**WHAT YOU WILL DO**
From the listing below, output only the lines starting at the line that has "just need someone to find the golden" and ending at the line that has "just need someone to find the grease", exactly as they appear, ends included.

**RECORD SET**
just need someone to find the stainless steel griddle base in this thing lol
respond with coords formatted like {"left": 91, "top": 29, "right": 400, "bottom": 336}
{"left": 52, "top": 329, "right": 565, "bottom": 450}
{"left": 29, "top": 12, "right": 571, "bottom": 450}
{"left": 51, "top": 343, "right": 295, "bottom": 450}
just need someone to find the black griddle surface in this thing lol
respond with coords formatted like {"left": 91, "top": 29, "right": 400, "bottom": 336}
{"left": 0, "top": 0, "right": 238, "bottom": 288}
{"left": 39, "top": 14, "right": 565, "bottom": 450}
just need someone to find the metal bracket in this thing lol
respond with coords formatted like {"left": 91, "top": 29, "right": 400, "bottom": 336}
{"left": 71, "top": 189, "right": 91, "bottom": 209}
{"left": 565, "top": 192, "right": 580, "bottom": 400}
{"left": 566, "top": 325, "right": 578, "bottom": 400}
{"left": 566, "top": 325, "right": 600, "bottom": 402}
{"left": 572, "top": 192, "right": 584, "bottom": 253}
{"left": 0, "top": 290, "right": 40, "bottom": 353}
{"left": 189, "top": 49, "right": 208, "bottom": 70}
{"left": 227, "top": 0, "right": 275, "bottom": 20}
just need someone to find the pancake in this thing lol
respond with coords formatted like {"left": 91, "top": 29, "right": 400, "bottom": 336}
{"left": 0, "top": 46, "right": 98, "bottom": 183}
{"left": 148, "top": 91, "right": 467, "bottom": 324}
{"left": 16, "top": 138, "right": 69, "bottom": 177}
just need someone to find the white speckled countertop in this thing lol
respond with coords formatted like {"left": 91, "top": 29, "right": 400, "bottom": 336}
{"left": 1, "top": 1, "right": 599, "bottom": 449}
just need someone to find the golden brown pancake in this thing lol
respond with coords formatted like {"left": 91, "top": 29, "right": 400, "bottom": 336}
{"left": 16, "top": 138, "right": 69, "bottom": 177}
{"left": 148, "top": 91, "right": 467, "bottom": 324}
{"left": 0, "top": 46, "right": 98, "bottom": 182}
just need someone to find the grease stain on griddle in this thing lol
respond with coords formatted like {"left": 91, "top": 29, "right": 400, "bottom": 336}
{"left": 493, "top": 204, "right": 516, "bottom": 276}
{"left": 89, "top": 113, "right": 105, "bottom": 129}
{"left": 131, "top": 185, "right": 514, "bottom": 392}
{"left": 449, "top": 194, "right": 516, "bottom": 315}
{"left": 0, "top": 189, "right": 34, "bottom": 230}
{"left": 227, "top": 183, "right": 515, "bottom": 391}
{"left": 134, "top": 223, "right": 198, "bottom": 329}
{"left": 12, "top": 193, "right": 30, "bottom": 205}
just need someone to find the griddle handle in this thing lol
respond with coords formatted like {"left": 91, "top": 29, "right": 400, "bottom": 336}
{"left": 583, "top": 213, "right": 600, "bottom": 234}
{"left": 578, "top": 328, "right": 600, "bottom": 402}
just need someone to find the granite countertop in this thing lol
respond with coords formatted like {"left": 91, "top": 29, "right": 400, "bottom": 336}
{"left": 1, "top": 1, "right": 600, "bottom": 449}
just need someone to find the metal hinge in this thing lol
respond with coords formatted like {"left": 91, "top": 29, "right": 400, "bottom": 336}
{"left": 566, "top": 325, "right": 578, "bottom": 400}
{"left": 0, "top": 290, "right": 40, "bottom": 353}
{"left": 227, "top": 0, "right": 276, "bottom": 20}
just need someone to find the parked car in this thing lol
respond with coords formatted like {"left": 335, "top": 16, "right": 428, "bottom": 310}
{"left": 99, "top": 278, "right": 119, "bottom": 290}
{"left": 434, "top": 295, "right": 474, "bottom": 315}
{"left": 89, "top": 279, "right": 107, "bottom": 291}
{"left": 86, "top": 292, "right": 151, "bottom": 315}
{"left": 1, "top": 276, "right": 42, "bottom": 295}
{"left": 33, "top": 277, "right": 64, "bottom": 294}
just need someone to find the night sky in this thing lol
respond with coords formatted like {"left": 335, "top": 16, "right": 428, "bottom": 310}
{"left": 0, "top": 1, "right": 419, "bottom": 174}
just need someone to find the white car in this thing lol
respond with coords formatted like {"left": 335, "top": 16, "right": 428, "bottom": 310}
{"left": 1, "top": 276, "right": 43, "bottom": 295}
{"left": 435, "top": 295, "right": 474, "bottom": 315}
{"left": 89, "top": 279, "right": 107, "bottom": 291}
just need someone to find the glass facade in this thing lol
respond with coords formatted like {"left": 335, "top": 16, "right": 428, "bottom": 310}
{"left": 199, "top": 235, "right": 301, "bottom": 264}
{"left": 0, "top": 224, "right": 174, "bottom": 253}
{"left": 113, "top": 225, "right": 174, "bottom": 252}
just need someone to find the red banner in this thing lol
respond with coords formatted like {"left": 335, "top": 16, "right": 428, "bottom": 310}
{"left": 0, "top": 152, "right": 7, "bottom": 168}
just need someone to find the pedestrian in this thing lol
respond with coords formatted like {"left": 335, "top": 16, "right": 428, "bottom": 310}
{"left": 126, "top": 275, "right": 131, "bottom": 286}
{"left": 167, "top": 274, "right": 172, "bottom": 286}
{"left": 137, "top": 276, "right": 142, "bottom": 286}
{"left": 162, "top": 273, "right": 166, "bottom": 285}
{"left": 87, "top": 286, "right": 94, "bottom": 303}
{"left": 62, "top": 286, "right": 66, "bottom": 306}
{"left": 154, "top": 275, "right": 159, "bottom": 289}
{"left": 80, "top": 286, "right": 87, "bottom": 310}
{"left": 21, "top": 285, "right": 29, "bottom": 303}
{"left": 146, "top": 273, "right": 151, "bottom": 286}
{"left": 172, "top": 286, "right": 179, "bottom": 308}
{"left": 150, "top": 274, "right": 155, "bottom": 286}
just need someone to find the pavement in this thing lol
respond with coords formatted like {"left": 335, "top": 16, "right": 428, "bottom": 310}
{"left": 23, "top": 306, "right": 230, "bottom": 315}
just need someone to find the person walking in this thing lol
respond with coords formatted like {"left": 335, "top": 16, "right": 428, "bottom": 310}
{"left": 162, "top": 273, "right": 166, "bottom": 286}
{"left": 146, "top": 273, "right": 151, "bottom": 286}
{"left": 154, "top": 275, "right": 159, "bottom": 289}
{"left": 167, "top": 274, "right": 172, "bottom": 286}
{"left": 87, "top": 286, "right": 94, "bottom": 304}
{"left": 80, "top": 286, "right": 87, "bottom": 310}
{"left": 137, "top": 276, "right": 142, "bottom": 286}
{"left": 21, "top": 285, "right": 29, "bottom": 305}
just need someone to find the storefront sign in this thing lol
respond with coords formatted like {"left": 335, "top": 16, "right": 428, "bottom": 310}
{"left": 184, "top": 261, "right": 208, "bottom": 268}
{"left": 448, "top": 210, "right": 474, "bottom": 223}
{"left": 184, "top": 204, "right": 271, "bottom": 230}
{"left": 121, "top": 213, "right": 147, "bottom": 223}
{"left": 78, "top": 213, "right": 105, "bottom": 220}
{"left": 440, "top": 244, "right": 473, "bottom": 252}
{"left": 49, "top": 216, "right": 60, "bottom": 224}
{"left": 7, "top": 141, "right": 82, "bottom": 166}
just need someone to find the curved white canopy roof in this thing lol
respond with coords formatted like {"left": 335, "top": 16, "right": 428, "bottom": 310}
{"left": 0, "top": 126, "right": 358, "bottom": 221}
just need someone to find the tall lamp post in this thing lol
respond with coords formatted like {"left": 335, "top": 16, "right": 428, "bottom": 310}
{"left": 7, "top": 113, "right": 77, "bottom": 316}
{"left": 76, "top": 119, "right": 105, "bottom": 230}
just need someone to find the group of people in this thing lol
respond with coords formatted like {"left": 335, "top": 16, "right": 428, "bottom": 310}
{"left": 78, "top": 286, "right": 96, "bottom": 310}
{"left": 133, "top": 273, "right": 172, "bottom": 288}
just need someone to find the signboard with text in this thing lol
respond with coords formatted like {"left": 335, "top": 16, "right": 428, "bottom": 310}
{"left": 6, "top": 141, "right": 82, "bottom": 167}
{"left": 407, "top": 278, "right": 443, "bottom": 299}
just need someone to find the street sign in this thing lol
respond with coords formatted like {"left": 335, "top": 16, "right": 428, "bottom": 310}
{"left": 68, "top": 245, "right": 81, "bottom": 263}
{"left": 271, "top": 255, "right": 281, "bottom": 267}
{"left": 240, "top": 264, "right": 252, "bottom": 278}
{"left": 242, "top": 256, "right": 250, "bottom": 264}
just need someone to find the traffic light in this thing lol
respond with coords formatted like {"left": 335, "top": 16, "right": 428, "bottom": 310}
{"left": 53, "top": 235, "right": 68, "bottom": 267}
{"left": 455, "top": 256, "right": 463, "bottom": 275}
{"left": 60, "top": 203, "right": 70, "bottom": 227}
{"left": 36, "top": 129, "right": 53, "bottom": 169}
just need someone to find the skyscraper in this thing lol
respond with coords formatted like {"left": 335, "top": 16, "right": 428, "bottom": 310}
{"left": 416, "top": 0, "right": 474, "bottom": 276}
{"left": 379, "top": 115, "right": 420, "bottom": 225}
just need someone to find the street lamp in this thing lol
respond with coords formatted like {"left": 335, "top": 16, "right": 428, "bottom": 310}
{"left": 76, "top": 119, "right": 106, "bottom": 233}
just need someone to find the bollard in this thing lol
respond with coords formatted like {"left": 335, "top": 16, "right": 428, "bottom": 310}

**RESULT FOR THIS EXERCISE**
just need someone to find the golden brown pancake in this thing lol
respond with coords formatted like {"left": 91, "top": 29, "right": 400, "bottom": 336}
{"left": 16, "top": 138, "right": 69, "bottom": 177}
{"left": 148, "top": 91, "right": 467, "bottom": 324}
{"left": 0, "top": 46, "right": 98, "bottom": 182}
just need someone to find the grease stain on griddle in this thing lol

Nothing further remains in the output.